Natural-language object grounding data

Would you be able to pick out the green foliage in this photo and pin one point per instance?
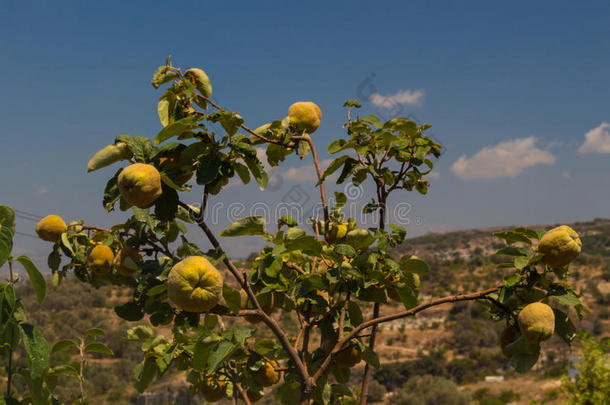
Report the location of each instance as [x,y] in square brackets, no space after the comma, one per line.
[592,385]
[321,278]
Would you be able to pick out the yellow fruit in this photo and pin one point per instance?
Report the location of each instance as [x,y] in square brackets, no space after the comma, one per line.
[304,116]
[140,184]
[266,376]
[560,246]
[213,390]
[173,160]
[410,279]
[127,260]
[509,335]
[50,228]
[254,396]
[337,232]
[537,322]
[100,259]
[200,79]
[349,356]
[194,284]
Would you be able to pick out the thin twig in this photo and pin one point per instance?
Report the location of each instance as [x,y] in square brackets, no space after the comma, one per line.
[398,315]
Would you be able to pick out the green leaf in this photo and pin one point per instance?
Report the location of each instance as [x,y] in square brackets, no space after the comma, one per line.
[230,121]
[166,206]
[163,74]
[63,345]
[97,347]
[108,155]
[208,169]
[232,298]
[371,358]
[129,311]
[258,172]
[242,172]
[521,262]
[165,107]
[254,225]
[512,279]
[140,333]
[94,332]
[355,313]
[37,350]
[287,220]
[219,354]
[407,296]
[141,147]
[177,128]
[564,326]
[7,230]
[345,250]
[512,236]
[564,296]
[241,333]
[63,369]
[373,120]
[359,238]
[144,373]
[512,251]
[412,264]
[35,276]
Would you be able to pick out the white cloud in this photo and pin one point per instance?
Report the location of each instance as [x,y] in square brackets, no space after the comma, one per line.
[42,190]
[597,140]
[306,173]
[408,97]
[506,159]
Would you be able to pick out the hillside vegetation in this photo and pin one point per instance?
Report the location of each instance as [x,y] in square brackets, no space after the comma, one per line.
[452,348]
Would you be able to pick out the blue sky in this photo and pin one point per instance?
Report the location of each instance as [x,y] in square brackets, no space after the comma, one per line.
[511,90]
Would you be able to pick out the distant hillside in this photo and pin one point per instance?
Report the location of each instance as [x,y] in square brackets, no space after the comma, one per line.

» **EXERCISE INSTRUCTIONS**:
Look through the entries, and return every line that the word "green" appears in.

» **EXERCISE SOLUTION**:
Would you be able to pick out the green foliage in this photo and pin one point per instance?
Would you be able to pick out the green leaf in this photo and pin one point per instance?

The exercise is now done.